## Your task:
Reproduce all of the following records line for line, changing nothing.

Excerpt from a dataset:
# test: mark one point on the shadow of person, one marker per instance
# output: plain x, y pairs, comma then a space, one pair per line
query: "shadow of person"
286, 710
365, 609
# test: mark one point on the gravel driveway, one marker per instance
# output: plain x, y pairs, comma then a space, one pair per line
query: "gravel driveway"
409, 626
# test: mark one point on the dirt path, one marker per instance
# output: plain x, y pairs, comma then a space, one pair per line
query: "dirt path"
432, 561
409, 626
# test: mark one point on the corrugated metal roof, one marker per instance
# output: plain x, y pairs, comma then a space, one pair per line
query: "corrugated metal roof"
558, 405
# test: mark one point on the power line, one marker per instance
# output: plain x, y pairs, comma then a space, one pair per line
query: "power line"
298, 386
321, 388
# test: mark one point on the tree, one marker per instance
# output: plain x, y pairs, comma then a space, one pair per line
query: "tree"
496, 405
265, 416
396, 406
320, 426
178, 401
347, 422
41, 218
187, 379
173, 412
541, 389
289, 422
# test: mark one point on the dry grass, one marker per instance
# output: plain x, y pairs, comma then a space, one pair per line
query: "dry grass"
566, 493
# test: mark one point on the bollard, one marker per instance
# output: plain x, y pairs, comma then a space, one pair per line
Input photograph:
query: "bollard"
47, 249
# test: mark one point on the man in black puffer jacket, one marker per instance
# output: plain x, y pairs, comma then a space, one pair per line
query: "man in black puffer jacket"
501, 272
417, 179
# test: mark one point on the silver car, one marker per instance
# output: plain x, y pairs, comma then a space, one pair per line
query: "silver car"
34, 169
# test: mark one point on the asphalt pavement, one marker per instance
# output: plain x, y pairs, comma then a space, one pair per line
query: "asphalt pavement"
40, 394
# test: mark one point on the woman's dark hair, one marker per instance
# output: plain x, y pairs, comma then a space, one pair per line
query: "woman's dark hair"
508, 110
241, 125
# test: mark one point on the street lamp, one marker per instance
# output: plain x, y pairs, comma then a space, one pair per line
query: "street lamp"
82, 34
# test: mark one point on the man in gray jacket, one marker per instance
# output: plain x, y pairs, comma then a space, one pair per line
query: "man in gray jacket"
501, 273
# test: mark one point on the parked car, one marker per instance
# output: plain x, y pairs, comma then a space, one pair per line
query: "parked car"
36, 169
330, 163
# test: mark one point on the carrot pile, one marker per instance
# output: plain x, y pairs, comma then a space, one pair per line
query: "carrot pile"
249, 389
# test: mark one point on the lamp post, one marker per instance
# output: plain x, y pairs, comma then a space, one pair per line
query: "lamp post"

## Full response:
# test: mark one point on the shadow of person, one marker per instance
# output: plain x, y pairs, comma then a space, one pair per line
query: "shadow of person"
286, 710
365, 609
# test: mark one point on the gravel driveway, one marker per instance
# output: plain x, y pairs, comma then a space, one pair per line
query: "gravel driveway"
409, 626
# test: mark one point on the dirt path, one marker per instance
# output: plain x, y pairs, comma then a space, one pair per line
query: "dirt path"
432, 561
409, 626
# test: mark one point on the corrugated metal roof, one marker per instance
# output: plain x, y pairs, comma then a space, one pair per line
query: "corrugated metal roof"
558, 405
# test: mark one point on the power line, one marker per instance
# output: plain x, y pairs, comma then a space, one pair per line
query: "power line"
298, 386
321, 388
# test: mark one point on the tree, one marker per instance
# output: plain x, y pairs, comma then a space, one pair per line
query: "tree"
496, 405
265, 416
396, 406
320, 426
178, 401
347, 422
41, 218
187, 379
173, 412
541, 389
289, 422
# test: mark one point on the dry grass, one marker per instance
# output: plain x, y pairs, comma then a space, one pair per line
query: "dry grass"
566, 493
# test: mark one point on the bollard, one marker per instance
# output: plain x, y pairs, comma then a space, one pair per line
Input photograph:
query: "bollard"
47, 249
# test: mark one point on the man in black puffer jacket, one marker per instance
# output: plain x, y pairs, comma then a space, one pair per line
query: "man in black puffer jacket"
501, 272
417, 179
# test: mark one point on the silver car, one marker per instance
# output: plain x, y pairs, comma then a space, one pair per line
query: "silver car"
34, 169
# test: mark one point on the asphalt pavement, one marker per instance
# output: plain x, y pairs, comma then a space, one pair per line
query: "asphalt pavement"
40, 394
# test: mark one point on the woman's dark hair, one marker per instance
# output: plain x, y pairs, comma then a space, one pair per line
query: "woman's dark hair"
508, 110
241, 125
# test: mark one point on the street lamp, one marker per instance
# output: plain x, y pairs, comma then a space, one pair per line
query: "street lamp"
82, 34
# test: mark one point on the man in gray jacket, one marker per instance
# output: plain x, y pairs, comma then a space, one pair per line
query: "man in gray jacket"
501, 273
# test: mark one point on the parked car, one marker per instance
# output: plain x, y pairs, comma then a space, one pair per line
query: "parked car"
36, 169
330, 163
# test: mark one point on the carrot pile, one marker per instance
# output: plain x, y pairs, comma then a space, one pair per line
query: "carrot pile"
249, 389
# test: mark one point on the lamp post, one marker per instance
# output: plain x, y pairs, comma then a space, one pair per line
query: "lamp post"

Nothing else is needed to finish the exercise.